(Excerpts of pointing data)
-- START --

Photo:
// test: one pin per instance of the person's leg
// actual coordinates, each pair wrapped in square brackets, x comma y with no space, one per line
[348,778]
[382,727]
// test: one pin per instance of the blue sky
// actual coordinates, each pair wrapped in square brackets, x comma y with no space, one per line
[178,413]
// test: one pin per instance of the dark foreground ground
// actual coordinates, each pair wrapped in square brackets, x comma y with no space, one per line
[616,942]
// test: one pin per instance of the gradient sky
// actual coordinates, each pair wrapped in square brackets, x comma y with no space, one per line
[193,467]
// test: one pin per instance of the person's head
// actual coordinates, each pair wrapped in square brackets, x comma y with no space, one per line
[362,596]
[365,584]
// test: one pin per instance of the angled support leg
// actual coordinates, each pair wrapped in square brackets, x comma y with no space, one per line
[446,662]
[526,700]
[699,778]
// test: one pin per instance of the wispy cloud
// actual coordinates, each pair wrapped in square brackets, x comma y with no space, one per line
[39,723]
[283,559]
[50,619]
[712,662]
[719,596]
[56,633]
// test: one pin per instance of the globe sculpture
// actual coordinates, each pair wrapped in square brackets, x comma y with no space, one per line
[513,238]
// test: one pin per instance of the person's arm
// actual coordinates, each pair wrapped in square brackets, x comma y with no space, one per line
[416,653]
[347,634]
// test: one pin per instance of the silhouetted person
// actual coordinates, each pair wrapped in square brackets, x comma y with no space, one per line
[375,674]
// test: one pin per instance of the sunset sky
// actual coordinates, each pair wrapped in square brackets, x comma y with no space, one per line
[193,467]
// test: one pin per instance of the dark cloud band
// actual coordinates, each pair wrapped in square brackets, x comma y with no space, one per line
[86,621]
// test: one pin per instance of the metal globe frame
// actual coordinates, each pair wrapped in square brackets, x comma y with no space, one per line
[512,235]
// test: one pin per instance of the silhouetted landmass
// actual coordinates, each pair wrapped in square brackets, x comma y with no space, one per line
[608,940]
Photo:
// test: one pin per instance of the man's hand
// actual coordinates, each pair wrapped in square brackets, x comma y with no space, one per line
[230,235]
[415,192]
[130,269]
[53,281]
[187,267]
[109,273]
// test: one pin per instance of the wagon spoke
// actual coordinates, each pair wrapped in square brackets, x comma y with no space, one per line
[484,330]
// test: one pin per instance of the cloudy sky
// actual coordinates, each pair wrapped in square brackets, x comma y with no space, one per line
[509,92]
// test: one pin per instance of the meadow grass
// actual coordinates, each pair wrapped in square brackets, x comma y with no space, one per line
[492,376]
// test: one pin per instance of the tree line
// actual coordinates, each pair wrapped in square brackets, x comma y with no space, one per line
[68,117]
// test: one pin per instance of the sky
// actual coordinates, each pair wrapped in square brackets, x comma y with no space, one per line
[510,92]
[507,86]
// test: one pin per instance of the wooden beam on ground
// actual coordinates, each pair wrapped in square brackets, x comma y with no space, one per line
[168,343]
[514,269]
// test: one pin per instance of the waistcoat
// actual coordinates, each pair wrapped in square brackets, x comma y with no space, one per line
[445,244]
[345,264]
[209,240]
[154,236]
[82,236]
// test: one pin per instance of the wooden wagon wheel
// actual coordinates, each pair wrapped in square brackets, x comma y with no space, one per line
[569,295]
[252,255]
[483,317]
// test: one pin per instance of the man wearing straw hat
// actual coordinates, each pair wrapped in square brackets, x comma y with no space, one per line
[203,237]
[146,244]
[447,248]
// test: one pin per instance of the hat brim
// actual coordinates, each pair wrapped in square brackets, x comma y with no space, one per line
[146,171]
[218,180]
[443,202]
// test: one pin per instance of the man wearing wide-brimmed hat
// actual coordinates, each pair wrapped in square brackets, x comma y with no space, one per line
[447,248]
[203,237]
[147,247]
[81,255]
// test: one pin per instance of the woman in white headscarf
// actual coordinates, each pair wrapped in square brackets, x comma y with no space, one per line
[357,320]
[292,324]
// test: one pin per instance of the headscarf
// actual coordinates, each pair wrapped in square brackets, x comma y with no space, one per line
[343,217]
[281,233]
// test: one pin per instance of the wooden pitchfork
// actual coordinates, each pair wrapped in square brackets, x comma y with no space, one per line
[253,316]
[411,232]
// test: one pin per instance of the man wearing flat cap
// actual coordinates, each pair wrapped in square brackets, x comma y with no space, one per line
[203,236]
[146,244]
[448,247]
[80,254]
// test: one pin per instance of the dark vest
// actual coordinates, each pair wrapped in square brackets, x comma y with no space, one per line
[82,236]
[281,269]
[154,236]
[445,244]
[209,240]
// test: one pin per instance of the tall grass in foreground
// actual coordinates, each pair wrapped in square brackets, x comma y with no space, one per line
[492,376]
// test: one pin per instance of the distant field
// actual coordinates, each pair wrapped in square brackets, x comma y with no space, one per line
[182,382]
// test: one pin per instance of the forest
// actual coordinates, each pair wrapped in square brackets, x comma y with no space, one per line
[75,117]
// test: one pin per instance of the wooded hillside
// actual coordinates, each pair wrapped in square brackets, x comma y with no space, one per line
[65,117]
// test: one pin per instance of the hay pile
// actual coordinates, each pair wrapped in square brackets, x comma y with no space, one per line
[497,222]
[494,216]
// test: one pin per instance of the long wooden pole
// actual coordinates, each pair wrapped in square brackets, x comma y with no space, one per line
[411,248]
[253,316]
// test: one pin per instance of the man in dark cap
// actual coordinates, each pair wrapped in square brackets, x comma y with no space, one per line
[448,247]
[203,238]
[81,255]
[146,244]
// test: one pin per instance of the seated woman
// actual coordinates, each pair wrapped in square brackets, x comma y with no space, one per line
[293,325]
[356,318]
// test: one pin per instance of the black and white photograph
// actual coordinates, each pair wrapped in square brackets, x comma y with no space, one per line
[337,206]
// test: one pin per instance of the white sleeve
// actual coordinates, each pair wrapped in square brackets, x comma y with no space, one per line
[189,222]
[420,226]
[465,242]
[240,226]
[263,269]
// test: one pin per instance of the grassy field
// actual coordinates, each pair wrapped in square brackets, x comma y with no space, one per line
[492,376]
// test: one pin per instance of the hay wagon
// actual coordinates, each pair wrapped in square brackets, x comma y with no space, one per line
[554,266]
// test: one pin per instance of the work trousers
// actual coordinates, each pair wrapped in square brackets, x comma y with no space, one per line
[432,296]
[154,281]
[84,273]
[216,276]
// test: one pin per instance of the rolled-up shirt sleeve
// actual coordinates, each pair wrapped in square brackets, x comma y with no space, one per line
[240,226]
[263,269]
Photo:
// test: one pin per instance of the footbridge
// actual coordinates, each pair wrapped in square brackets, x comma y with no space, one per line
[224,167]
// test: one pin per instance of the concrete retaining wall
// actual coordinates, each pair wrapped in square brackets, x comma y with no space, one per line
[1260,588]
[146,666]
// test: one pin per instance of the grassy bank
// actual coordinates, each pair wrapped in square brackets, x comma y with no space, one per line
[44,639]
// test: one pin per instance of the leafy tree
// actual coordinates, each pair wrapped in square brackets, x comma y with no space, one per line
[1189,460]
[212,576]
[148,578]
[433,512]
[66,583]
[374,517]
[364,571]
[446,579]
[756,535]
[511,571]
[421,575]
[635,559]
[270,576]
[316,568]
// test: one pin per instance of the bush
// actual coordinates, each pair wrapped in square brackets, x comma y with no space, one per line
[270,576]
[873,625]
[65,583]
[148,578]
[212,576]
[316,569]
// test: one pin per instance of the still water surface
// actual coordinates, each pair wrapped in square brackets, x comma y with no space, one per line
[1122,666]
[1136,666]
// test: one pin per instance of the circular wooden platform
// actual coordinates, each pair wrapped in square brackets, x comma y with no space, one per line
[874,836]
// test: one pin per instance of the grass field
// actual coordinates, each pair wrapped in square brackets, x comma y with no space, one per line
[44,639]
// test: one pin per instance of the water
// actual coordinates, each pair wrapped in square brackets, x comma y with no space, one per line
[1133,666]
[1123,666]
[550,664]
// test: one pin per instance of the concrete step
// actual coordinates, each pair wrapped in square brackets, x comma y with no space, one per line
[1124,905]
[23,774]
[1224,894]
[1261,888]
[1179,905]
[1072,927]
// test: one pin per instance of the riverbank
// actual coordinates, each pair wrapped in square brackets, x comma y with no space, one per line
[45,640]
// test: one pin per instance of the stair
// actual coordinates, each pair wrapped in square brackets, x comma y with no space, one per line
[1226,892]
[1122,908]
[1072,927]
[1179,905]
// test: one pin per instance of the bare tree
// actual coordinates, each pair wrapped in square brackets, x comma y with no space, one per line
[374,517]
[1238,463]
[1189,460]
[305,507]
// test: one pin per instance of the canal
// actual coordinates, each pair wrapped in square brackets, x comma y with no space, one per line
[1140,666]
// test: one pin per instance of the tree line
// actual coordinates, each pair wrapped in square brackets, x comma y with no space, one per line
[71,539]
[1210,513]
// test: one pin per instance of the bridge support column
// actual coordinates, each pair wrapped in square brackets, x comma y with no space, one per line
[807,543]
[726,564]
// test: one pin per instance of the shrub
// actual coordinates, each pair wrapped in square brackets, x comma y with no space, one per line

-- END --

WHAT IS NEEDED:
Render the records as a numbered list, leaving out blank lines, from the line with "the concrete step" up to and including the last line of the records.

TASK RESPONSE:
1. // test: one pin per instance of the concrete step
2. // actual coordinates, each pair wrapped in square brackets, x comma y with no space, one per line
3. [1124,905]
4. [23,774]
5. [1224,894]
6. [1261,888]
7. [1179,905]
8. [1072,927]
9. // test: one pin per instance of the riverbank
10. // actual coordinates, each pair wrapped in square brackets, x comma y with no space, one per line
11. [45,640]
12. // test: one pin per instance of the stair
13. // actual coordinates, each pair wrapped in square brackets, x comma y with no space, one per line
14. [1226,892]
15. [1122,908]
16. [1072,927]
17. [1179,905]
18. // test: one pin per instance of the bare tree
19. // actual coordinates, each pair wrapped in square brackets, x comma y with no space, one per line
20. [374,517]
21. [1238,463]
22. [1189,460]
23. [305,507]
24. // test: one pin per instance of the canal
25. // actual coordinates, each pair wrapped in square brackets, x comma y with no space, one per line
26. [1140,666]
27. // test: one pin per instance of the tree line
28. // actual coordinates, each pair wrapped in square brackets, x comma y with no space, one per line
29. [71,539]
30. [1210,513]
31. // test: one pin per instance of the bridge support column
32. // actual coordinates, each pair wrapped in square brackets, x comma y with no space, one per line
33. [807,543]
34. [726,564]
35. // test: one pin per instance of the shrub
36. // actual coordinates, each pair wrapped in square brackets, x comma y with no space, one per line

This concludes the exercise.